_DOCUMENT SECTION_.
++++++++++++++++++++

Aside from the lack of investigation of potential moderators, an essential limitation of the previous meta-analyses of shared reading is their primary focus on monolingual populations. Several of these meta-analyses did not include any studies reporting results from EL samples (Bus et al., 1995; Mol & Bus, 2011; U.S. Department of Education, Institute of Education Sciences, What Works Clearinghouse, 2015). Exceptions include a meta-analysis by Takacs, Swart, and Bus (2015) and the report from the National Early Literacy Panel (Lonigan et al., 2008). In Takacs et al. (2015), the authors conducted a meta-analysis of shared storybook interventions that were technology enhanced. This meta-analysis included several studies with samples comprising children from low socioeconomic, immigrant, and bilingual backgrounds (e.g., Silverman, 2013; Verhallen & Bus 2009, 2010; Verhallen, Bus, & de Jong, 2006). The authors reported that children from disadvantaged backgrounds benefited most from the interventions with overall small to moderate effects of technology-enhanced shared stories on comprehension (.39 average effect size, p < .01) and expressive vocabulary (.24 average effect size, p = .046). The report by Lonigan et al. (2008) did not exclude studies that used samples comprising bilingual children. However, the final sample of studies included only one study that utilized a bilingual sample—namely, a primarily Hispanic participant sample. This single study was also conducted outside of the United States (Valdez-Menchaca & Whitehurst, 1992), further limiting the generalizability of the authors’ findings to ELs educated in a U.S. context.
There is a clear need for practical and generalizable information regarding the impact of shared book reading on ELs in the United States. Although it is commonly presumed that language learning strategies employed during shared reading would benefit ELs, it is also possible that a certain proficiency in English is needed to fully benefit from shared book reading in English. This notion is supported by the threshold hypothesis (Ardasheva, Tretter, & Kinny, 2012), which proposes that a minimum level of L2 competency is needed for ELs to benefit from oral language learning strategies. Applying the threshold theory, children with higher L2 proficiency would be greater beneficiaries of language learning strategies such as modeling and guided cooperative practice. Aside from the threshold hypothesis, general proficiency in L2 has been reported as a moderator in several studies, indicating that more proficient L2 learners tend to benefit more from language learning strategy interventions (Ardasheva, Wang, Adesope, & Valentine, 2017; Plonsky, 2011; Taylor, 2014). Furthermore, results of a recent meta-analysis by Prevoo, Malda, Mesman, and van IJzendoorn (2016) indicated moderate within-language correlations for both L1 and L2 between language proficiency and early literacy performance (.33 < r < .37).
Critically, because few studies with a focus on ELs have been included in previous meta-analyses, the opportunities to identify important moderators of the effect of shared book reading on ELs have been severely limited. In the present meta-analysis, we address several factors related to features of the intervention, child characteristics, and methodological components that may influence effect size estimates.

++++++++++++++++++++

_SUPPLIED MATERIAL_.

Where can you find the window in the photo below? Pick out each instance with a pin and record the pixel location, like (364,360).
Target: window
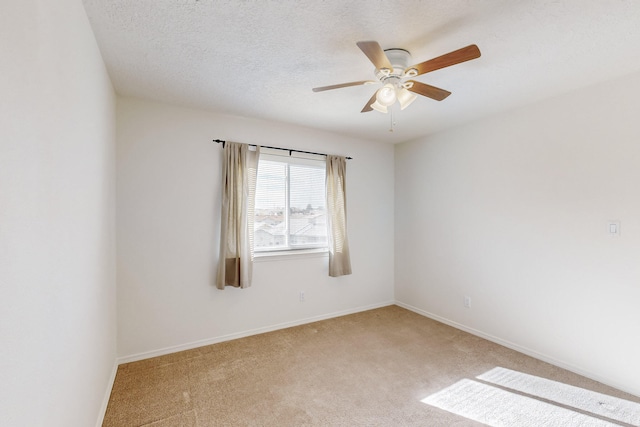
(290,210)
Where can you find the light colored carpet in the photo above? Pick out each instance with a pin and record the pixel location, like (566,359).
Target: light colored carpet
(376,368)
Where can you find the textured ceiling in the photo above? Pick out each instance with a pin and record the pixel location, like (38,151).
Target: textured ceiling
(261,58)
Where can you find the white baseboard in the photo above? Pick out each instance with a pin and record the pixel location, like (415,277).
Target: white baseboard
(520,349)
(229,337)
(107,395)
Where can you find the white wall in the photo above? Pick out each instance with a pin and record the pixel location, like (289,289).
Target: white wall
(513,210)
(57,217)
(168,203)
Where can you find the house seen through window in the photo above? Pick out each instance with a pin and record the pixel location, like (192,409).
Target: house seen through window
(290,209)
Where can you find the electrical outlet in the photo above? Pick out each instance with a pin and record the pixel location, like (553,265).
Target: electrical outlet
(467,302)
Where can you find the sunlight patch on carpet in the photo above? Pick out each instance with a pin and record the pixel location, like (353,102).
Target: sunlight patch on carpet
(576,397)
(500,408)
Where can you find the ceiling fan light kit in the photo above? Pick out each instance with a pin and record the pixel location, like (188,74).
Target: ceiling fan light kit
(392,70)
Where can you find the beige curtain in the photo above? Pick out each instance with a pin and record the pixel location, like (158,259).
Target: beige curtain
(339,260)
(239,174)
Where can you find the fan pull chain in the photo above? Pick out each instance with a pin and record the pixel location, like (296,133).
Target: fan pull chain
(392,124)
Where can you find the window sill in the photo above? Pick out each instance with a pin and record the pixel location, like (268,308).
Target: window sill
(293,254)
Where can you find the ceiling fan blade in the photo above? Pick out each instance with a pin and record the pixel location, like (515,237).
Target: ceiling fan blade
(375,54)
(367,107)
(428,90)
(362,82)
(448,59)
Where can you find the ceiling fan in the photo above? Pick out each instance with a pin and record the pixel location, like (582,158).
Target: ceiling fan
(393,71)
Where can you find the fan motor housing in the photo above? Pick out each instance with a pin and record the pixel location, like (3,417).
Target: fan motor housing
(400,59)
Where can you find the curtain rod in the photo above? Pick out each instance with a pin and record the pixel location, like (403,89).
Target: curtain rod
(290,150)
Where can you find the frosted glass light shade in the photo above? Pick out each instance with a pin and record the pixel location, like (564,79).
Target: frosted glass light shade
(386,95)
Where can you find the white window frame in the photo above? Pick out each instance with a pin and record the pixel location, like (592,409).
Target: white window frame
(288,249)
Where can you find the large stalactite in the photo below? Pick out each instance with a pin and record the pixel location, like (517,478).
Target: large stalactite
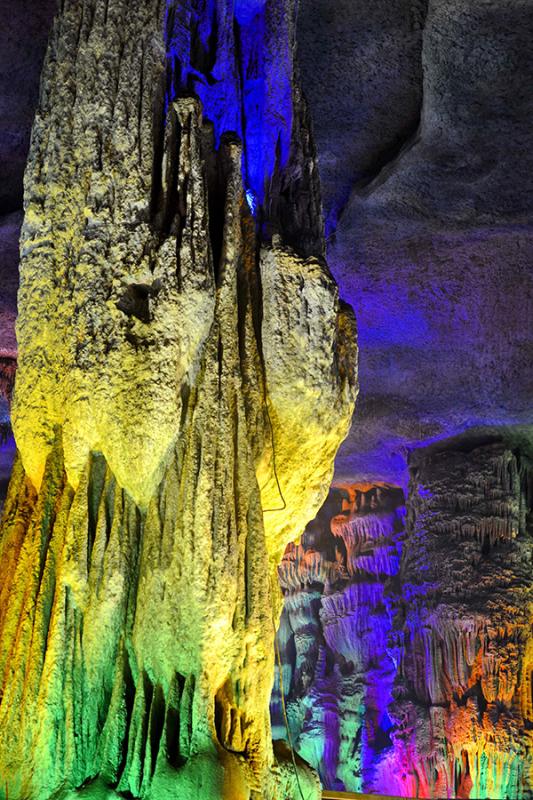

++++++++++++++++++++

_PROBLEM 1_.
Please answer these questions about the shared book reading text, one answer per line:
(a) Which study was the only one in the Lonigan et al. (2008) report that used a bilingual sample?
(b) What does the threshold hypothesis propose?
(c) What average effect size on expressive vocabulary did Takacs et al. (2015) report?
_PROBLEM 2_. Carry the shared book reading text forward, starting right after its final sentence.
The lines aren't needed here.

_TASK RESPONSE 1_.
(a) Valdez-Menchaca & Whitehurst (1992)
(b) A minimum level of L2 competency is needed for ELs to benefit from oral language learning strategies.
(c) .24

_TASK RESPONSE 2_.
Potential Moderators of Shared Reading
Features of the Intervention
The characteristics of shared reading programs may differentially affect their effect on ELs’ outcomes. In the present study, three specific intervention features were examined as potential moderators of the effectiveness of shared reading. These were the language of intervention, the relation of the reader to the child, and the type of outcome measure used to assess growth.
Language of intervention
In the context of shared book reading, bilingual adults have the option to choose to read and interact in whichever language they prefer. Reading in either language may yield positive social, educational, and cultural benefits for the child (Cheung & Slavin, 2012; Gutiérrez-Clellen, 1999; Kohnert, Yim, Nett, Kan, & Duran, 2005; Roberts, 2008). However, there is no consensus on whether educators should use children’s L1, L2, or both during instruction (Cheung & Slavin, 2012; Farver et al., 2009; Francis, Lesaux, & August, 2006; Gutiérrez-Clellen, 1999). Several studies have found no significant differences in ELs’ English outcomes when students are randomly assigned to English-only or bilingual instructional groups (Farver et al., 2009; Slavin, Madden, Calderón, Chamberlain, & Hennessy, 2011). These results seem to indicate that ELs benefit similarly from support in either English or their home language; therefore, the language of instruction may be flexible based on circumstantial needs and preferences. Other studies report advantageous outcomes for incorporating L1 instruction (Barnett, Yarosz, Thomas, Jung, & Blanco, 2007; Durán, Roseth, Hoffman, & Robertshaw, 2013; Restrepo, Morgan, & Thompson, 2013). Conclusions about the impact of the language of intervention are limited, however, because few studies to date have compared English-only, L1, and bilingual intervention programs with sufficient methodological rigor to allow for valid comparisons. Further investigation is needed across samples of children from more diverse backgrounds.
Relation of child and reader
Many empirical studies rely on researchers (e.g., primary investigators, graduate students, or research assistants) to conduct shared reading with children (e.g., Restrepo et al., 2013; Vadasy, Sanders, & Nelson, 2015). In general practice, individuals such as service providers or caregivers are more likely to engage in shared reading practices with children on a regular basis. Examining differences in outcomes based on these forms of shared reading delivery can provide insight into the question of effectiveness versus efficacy (Gottfredson et al., 2015).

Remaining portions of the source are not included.